■ **Tasks**
(1) Summarize the Massachusetts budget article in two sentences.
(2) Pick up the Massachusetts budget article after its final sentence and keep writing it.

━━━ Page text

BOSTON — A new state budget could be on Republican Gov. Charlie Baker's desk by the end of Wednesday.
Massachusetts House and Senate budget negotiators reached a deal late Tuesday on a final version of the $38.1 billion state spending plan for the 2016 fiscal year, which began last week. That's a 3.5 percent increase over spending in the just completed fiscal year.
The budget includes a provision barring state spending on the 2024 Summer Olympics without public hearings and approval by the Legislature. Boston is in the running to be named host of the games.
The budget would also increase the state's earned income tax credit, boost spending on programs to combat homelessness and the state's opioid addiction problem and create a new fiscal control board sought by Baker to oversee operations and finances of the Massachusetts Bay Transportation Authority.
"This budget is terrific news for families across Massachusetts," said Senate Ways and Means Chairwoman Karen Spilka, D-Ashland, who helped negotiate the final plan.

━━━━━━
━━━ Recorded data

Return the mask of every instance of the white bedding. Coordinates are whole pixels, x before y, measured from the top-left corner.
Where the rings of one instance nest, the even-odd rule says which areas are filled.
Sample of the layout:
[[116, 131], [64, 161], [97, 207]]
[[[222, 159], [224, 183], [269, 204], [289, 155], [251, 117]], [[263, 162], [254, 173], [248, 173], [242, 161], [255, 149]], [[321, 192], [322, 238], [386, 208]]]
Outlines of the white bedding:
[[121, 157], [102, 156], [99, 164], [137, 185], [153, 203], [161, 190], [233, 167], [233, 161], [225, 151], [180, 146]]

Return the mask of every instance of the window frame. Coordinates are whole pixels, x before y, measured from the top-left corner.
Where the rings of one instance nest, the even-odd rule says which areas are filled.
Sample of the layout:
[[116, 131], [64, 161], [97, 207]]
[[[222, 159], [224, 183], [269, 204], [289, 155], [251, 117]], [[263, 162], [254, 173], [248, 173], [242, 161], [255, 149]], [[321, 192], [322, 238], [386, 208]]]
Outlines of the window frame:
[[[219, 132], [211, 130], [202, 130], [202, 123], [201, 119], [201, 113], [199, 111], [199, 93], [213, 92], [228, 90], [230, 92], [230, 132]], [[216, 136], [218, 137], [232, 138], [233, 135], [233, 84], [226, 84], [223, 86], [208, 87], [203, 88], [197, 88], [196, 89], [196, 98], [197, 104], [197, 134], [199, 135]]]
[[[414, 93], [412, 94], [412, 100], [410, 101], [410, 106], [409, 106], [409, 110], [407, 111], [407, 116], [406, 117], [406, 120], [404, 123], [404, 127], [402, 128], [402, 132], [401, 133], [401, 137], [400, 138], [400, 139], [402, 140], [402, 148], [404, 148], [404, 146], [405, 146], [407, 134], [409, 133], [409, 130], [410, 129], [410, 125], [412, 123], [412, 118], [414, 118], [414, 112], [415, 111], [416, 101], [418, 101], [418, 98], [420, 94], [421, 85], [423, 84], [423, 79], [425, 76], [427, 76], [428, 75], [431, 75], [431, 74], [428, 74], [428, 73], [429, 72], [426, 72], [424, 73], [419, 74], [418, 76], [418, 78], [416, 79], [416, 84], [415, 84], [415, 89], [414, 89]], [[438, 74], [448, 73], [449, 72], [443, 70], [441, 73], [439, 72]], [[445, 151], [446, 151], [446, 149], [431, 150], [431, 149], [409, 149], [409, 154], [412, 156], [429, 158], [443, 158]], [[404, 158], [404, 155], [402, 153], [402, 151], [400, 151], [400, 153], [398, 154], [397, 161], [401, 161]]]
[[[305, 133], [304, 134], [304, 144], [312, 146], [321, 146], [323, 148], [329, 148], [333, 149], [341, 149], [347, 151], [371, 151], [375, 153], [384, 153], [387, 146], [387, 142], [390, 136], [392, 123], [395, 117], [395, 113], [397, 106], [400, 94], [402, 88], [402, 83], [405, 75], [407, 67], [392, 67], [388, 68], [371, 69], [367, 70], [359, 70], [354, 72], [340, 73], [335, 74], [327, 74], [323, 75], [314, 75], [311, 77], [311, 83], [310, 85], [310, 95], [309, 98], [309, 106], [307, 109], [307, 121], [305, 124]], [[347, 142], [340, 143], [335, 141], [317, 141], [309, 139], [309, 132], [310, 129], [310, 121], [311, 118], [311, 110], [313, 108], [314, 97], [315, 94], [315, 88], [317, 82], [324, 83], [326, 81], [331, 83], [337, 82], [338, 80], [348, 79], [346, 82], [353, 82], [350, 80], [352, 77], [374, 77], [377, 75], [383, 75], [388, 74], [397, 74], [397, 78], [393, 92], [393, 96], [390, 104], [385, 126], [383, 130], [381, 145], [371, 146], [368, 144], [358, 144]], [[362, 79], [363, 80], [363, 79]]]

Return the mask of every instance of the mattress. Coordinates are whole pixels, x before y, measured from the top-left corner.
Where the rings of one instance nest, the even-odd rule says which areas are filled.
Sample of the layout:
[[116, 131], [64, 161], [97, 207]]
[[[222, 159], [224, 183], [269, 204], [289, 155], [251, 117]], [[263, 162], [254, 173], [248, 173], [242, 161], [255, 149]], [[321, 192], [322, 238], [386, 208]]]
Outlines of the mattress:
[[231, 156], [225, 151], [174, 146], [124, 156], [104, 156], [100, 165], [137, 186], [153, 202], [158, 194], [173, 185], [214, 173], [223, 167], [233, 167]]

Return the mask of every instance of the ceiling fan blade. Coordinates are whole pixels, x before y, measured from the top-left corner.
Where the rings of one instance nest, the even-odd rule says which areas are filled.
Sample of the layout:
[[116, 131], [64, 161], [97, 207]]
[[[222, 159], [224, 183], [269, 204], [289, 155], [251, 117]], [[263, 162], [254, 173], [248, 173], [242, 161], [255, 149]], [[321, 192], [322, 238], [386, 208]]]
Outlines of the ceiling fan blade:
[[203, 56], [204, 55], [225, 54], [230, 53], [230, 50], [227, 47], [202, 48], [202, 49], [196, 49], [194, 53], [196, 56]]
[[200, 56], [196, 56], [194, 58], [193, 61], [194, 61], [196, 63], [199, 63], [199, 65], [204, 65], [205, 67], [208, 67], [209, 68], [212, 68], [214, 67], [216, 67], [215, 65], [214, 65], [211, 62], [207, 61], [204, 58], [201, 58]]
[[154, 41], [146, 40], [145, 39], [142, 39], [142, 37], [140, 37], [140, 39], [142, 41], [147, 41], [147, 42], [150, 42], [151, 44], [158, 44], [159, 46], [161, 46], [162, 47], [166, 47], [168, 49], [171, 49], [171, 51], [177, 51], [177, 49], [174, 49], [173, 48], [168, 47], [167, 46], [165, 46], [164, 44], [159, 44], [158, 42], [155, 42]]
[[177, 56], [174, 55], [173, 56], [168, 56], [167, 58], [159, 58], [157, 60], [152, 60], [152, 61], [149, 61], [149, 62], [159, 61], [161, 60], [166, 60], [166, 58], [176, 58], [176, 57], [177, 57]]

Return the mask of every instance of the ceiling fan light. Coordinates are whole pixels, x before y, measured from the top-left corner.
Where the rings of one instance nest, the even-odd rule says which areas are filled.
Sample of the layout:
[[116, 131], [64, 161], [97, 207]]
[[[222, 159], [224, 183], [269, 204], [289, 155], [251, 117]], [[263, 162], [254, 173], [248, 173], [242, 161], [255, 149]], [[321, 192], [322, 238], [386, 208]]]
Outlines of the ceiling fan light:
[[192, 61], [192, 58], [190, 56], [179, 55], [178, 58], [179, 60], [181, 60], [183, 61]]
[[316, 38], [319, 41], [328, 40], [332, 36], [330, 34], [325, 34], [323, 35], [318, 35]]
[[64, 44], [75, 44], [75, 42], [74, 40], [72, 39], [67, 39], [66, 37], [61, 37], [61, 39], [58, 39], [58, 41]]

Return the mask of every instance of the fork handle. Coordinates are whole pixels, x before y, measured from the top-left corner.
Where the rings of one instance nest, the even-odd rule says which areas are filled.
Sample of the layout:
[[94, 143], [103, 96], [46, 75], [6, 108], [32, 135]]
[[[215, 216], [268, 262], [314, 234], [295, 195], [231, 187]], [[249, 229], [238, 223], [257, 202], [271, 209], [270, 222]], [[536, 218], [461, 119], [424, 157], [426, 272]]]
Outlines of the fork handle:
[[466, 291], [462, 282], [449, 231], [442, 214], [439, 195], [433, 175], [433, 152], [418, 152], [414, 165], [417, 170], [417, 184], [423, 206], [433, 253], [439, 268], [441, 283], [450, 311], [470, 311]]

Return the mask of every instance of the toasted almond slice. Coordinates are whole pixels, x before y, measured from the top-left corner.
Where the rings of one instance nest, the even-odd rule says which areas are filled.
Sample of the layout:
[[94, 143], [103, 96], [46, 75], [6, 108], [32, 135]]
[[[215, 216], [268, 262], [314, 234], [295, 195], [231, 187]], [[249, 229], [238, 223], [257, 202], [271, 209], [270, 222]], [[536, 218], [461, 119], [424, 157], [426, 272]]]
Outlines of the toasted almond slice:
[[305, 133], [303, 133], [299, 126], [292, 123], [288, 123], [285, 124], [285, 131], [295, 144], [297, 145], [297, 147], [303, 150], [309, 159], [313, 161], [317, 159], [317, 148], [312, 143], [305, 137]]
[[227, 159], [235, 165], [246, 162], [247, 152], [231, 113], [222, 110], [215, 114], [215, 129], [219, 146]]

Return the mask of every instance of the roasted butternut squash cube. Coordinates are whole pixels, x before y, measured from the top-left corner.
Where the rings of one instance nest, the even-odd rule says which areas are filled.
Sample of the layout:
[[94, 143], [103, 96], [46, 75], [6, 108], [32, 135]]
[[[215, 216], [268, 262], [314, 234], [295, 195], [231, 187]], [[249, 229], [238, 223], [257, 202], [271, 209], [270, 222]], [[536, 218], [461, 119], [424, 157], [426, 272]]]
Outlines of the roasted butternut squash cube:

━━━━━━

■ **Results by task**
(1) Massachusetts House and Senate negotiators reached a deal late Tuesday on a $38.1 billion state spending plan for the 2016 fiscal year, a 3.5 percent increase that could be on Gov. Charlie Baker's desk by the end of Wednesday. The plan bars state spending on the 2024 Summer Olympics without public hearings and legislative approval, raises the earned income tax credit, boosts spending on homelessness and opioid addiction programs, and creates a fiscal control board to oversee the Massachusetts Bay Transportation Authority.

(2)
Under the budget the maximum credit allowed under the state's current earned income tax credit, aimed at helping the state's working families, will increase from $950 to $1,459. The tax credit will take effect next year.
Besides creating a five-member control board for the MBTA, the budget would increase the T's board of directors from seven to 11 members. Baker would be able to appoint all five members of the control board. The budget would also suspend the Pacheco Law, which limits the T's ability to contract out some services to private vendors, for three years.
Baker said he looked forward to reviewing the entire package. He said the bill includes a promising start to the effort to fix the MBTA, which was widely criticized last winter after a series of snowstorms shut down service.
"These measures, along with the tools outlined in our proposal to fix the MBTA, are absolutely necessary to provide the riders, taxpayers, businesses and workers of Massachusetts the world class transit system that they deserve," he said.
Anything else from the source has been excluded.